__Work instructions__
Take every line from the data that has the word "below" in it.

Segmentation mask data
——
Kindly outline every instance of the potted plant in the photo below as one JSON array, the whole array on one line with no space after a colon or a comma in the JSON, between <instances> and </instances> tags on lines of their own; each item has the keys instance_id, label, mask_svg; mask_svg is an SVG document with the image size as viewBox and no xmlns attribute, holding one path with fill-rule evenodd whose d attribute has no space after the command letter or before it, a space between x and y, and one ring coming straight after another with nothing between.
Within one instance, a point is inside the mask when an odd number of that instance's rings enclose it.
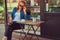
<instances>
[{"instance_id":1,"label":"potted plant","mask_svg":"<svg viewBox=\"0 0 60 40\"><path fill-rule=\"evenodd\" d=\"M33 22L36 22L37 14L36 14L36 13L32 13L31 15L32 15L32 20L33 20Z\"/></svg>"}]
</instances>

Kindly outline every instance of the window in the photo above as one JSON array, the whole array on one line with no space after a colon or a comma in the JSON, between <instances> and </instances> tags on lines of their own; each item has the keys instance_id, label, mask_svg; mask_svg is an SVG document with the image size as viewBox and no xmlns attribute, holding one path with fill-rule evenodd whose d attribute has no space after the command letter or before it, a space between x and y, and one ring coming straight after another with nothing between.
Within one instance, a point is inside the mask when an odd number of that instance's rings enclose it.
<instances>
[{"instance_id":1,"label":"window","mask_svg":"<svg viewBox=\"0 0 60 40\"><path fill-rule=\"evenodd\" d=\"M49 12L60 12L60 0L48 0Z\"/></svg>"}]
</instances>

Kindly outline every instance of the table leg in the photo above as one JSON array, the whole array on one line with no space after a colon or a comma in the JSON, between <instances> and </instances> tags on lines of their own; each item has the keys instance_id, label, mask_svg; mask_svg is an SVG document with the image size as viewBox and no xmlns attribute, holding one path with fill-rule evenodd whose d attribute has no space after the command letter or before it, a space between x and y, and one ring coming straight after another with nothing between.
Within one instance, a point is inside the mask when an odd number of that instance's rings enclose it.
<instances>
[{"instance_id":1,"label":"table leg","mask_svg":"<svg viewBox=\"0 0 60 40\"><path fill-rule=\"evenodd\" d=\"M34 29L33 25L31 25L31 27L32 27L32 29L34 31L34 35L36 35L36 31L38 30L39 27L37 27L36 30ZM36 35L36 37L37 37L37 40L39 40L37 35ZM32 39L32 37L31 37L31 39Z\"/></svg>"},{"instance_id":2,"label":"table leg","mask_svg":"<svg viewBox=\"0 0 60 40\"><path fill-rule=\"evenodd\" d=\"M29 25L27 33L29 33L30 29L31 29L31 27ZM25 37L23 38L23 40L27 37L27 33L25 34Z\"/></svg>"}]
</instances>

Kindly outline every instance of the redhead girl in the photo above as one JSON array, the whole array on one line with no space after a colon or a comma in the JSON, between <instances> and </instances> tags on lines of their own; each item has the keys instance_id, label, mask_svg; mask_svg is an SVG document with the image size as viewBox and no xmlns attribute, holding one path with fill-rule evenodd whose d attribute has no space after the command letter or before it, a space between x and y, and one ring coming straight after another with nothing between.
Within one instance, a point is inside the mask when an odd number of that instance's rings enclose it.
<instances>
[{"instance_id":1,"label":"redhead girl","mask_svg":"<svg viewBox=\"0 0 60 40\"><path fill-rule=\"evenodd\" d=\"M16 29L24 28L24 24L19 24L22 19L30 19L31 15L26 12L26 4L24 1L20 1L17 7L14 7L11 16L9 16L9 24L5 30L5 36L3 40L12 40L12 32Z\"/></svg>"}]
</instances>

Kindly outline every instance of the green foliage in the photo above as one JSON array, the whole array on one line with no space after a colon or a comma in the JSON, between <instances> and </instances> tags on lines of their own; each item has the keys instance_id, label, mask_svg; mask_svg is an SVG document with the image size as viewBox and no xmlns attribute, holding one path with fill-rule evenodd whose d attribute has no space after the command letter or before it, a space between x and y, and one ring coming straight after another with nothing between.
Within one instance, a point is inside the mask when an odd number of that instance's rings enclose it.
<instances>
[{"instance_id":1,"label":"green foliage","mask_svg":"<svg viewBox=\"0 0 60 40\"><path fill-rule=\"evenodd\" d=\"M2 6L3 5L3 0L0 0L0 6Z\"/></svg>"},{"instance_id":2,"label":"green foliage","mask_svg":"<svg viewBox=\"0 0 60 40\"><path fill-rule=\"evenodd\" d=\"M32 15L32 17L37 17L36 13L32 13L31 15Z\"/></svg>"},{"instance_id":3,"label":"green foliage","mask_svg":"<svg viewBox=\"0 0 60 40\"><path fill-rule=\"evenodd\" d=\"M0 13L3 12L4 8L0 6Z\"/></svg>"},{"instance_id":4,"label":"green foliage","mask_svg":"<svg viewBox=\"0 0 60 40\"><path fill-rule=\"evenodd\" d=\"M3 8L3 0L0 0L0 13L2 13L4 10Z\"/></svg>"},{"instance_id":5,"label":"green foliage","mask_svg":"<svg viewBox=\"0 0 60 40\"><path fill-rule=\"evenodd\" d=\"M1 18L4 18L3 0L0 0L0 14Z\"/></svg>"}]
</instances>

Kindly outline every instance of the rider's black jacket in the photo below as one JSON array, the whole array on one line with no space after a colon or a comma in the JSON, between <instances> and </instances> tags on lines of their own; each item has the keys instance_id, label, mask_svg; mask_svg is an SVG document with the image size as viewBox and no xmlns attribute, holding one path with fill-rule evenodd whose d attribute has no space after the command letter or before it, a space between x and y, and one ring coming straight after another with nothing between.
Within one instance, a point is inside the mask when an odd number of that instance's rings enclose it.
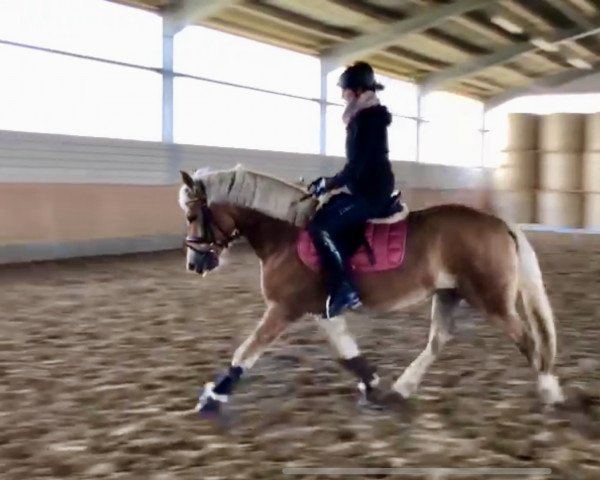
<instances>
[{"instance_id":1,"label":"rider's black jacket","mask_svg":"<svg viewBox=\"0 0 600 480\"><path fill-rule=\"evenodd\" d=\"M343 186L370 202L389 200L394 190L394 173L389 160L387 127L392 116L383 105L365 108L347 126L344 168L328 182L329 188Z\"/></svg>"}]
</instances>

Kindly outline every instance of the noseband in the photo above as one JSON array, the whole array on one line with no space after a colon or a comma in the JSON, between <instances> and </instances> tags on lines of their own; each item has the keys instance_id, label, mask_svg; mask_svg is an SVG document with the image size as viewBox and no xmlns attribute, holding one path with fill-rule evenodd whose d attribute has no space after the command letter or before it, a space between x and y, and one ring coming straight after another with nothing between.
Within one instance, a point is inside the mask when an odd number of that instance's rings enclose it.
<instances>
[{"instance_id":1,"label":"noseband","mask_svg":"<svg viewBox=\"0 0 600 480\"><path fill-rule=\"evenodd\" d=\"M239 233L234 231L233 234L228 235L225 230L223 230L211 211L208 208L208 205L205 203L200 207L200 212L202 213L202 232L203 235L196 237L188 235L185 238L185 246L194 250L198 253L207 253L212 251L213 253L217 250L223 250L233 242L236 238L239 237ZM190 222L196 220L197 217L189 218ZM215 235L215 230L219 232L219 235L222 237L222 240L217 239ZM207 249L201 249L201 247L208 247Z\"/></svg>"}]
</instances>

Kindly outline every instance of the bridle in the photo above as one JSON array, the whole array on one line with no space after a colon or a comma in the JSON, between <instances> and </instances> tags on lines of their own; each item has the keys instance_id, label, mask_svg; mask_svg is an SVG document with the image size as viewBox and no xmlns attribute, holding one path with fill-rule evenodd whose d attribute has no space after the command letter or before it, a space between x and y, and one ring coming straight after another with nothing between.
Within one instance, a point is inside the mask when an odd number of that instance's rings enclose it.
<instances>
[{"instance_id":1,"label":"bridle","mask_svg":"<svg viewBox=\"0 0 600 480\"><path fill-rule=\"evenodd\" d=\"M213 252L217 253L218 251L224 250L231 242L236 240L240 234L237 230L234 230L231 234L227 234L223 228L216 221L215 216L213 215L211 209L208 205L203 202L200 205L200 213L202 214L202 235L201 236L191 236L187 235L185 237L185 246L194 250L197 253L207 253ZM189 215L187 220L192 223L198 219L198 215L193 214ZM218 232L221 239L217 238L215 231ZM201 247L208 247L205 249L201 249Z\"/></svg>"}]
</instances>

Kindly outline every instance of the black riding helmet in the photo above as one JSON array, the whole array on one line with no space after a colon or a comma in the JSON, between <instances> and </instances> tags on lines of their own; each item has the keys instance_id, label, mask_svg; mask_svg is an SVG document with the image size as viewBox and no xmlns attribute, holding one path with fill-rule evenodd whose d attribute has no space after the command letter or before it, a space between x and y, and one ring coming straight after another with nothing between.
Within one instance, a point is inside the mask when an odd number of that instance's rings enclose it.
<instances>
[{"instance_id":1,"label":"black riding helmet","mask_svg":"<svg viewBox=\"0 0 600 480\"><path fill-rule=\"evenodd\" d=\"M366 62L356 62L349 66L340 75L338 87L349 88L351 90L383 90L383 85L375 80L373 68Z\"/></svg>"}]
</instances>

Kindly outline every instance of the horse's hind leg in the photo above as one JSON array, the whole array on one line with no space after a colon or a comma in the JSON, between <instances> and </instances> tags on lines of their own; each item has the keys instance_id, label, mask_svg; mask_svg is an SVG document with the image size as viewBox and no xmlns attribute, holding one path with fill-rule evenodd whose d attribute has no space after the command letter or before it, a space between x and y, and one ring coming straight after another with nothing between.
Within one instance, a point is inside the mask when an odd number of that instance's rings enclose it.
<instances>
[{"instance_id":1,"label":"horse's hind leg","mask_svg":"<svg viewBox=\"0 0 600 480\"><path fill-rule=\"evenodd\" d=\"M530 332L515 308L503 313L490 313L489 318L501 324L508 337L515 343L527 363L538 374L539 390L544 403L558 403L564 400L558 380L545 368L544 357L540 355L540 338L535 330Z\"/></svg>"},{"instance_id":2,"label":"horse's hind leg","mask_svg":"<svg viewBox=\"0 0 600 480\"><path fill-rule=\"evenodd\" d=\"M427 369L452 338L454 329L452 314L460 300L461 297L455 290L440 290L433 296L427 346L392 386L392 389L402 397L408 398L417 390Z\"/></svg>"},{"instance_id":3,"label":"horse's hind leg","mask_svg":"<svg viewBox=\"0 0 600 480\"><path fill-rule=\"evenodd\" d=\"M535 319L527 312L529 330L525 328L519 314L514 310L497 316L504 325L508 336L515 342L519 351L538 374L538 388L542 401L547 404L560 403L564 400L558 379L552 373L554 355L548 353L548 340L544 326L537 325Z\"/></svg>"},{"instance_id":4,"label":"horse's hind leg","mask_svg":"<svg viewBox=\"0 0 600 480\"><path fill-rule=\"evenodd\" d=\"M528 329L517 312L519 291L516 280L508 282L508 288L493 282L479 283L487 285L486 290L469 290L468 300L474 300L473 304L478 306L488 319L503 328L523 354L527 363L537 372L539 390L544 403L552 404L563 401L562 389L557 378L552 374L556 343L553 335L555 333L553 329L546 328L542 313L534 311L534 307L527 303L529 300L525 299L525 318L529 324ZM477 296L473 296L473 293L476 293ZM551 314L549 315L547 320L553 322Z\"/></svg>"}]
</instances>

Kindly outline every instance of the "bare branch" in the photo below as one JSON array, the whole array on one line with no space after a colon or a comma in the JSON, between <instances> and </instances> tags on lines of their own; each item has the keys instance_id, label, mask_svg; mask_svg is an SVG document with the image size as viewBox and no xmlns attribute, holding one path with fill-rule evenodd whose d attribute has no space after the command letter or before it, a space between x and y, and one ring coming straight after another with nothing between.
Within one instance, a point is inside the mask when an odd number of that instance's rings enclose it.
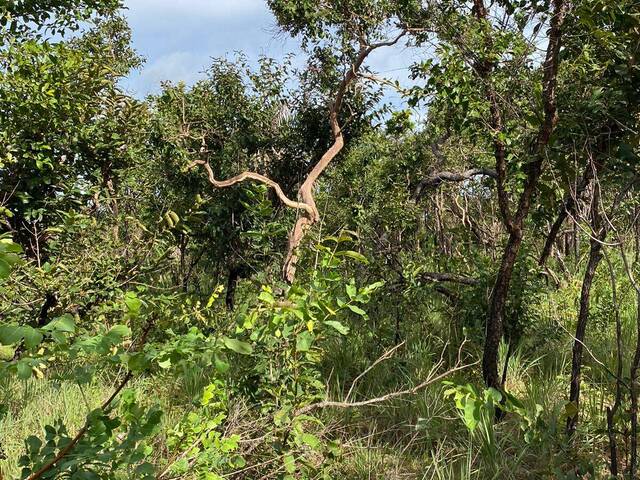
——
__Response to this task__
Kindly outline every instance of the potted plant in the photo below as one JSON array, the whole array on one line with no space after a colon or a comma in the JSON, between <instances> and </instances> tags on lines of their own; each item has the keys instance_id, label, mask_svg; mask_svg is an SVG document with the image size as viewBox and no xmlns attribute, holding one path with fill-rule evenodd whose d attribute has no space after the command letter or before it, a space between x and y, and one ring coming straight after another with nothing between.
Kindly outline every instance of the rider's black jacket in the photo below as one JSON array, the whole array on one line with no space after a colon or a comma in the JSON, between <instances> and </instances> tags on lines of their own; each item has the keys instance_id, label, mask_svg; mask_svg is an SVG document with the image size as viewBox and no xmlns attribute, holding one path with fill-rule evenodd whose d attribute has no space after the command letter or before it, a space between x and y, and one ring coming straight after another with nothing between.
Kindly outline every instance of the "bare branch" in the photo below as one JSON array, the whole array on one line with no space after a colon or a comma in the JSON, between <instances> and </instances> tags on lines of their own; each item has the keys instance_id, label, mask_svg; mask_svg is an SVG document with the image size as viewBox and no xmlns attribute, holding one path with fill-rule evenodd whose d attribute has no space after the command letter or before it, a space between x and y, and one ring coming straight after another with nothing between.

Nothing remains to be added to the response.